-- Dataset records follows --

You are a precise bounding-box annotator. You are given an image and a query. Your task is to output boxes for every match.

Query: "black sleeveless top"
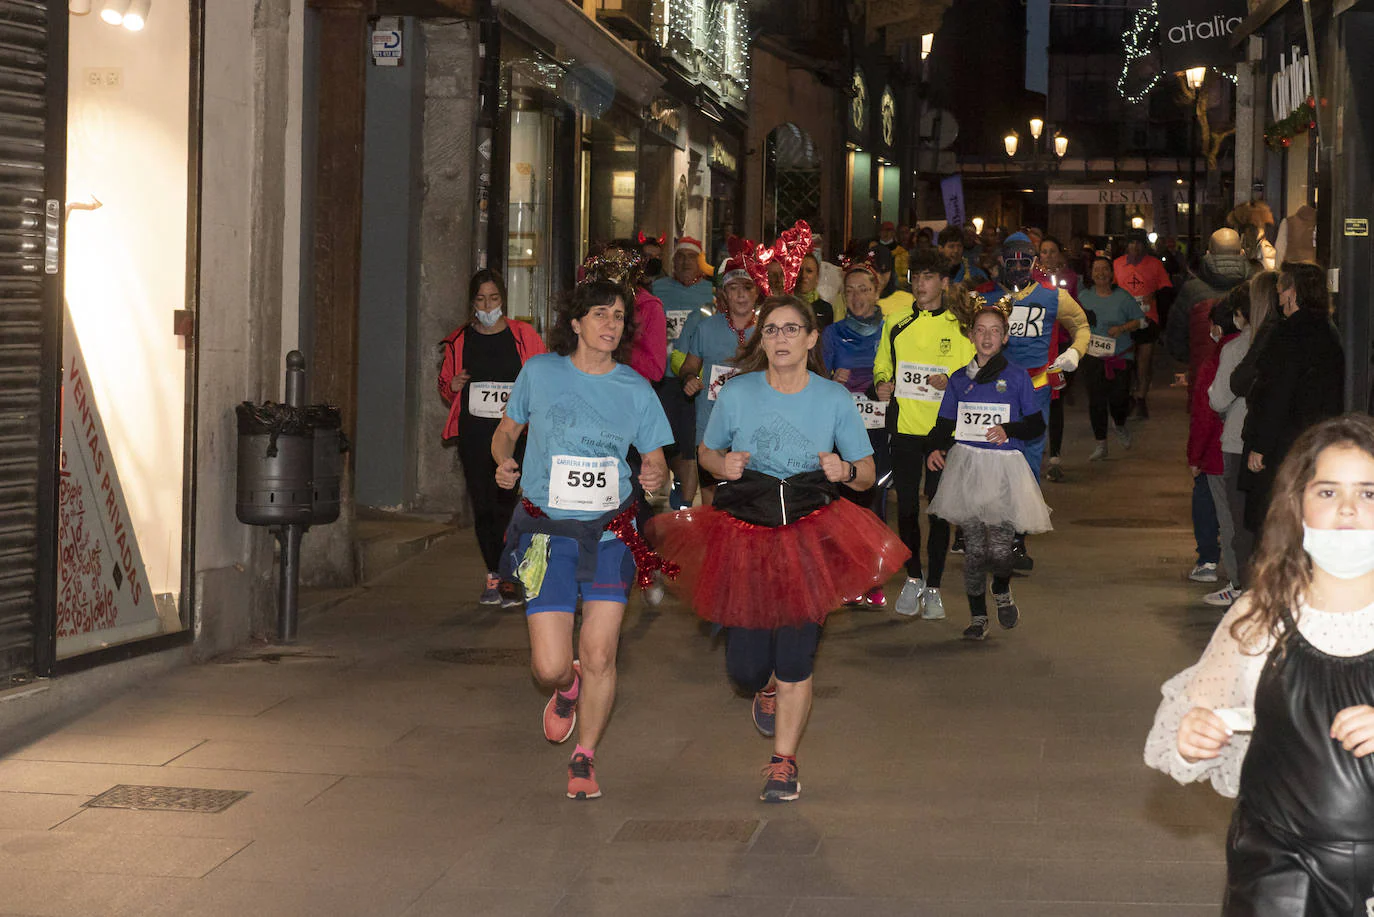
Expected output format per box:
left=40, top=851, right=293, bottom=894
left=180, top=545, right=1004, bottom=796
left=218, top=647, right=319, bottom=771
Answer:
left=1237, top=608, right=1374, bottom=841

-- Dataset records concluded --

Activity
From the first line to the last, retype the entries above exactly, minus the pictures.

Your response
You are a precise bounding-box annotator. You are given an image and a query. Your task is to output boxes for every match.

Query: "black sleeveless top"
Expected output format per box:
left=40, top=851, right=293, bottom=894
left=180, top=545, right=1004, bottom=796
left=218, top=647, right=319, bottom=771
Answer:
left=1237, top=608, right=1374, bottom=841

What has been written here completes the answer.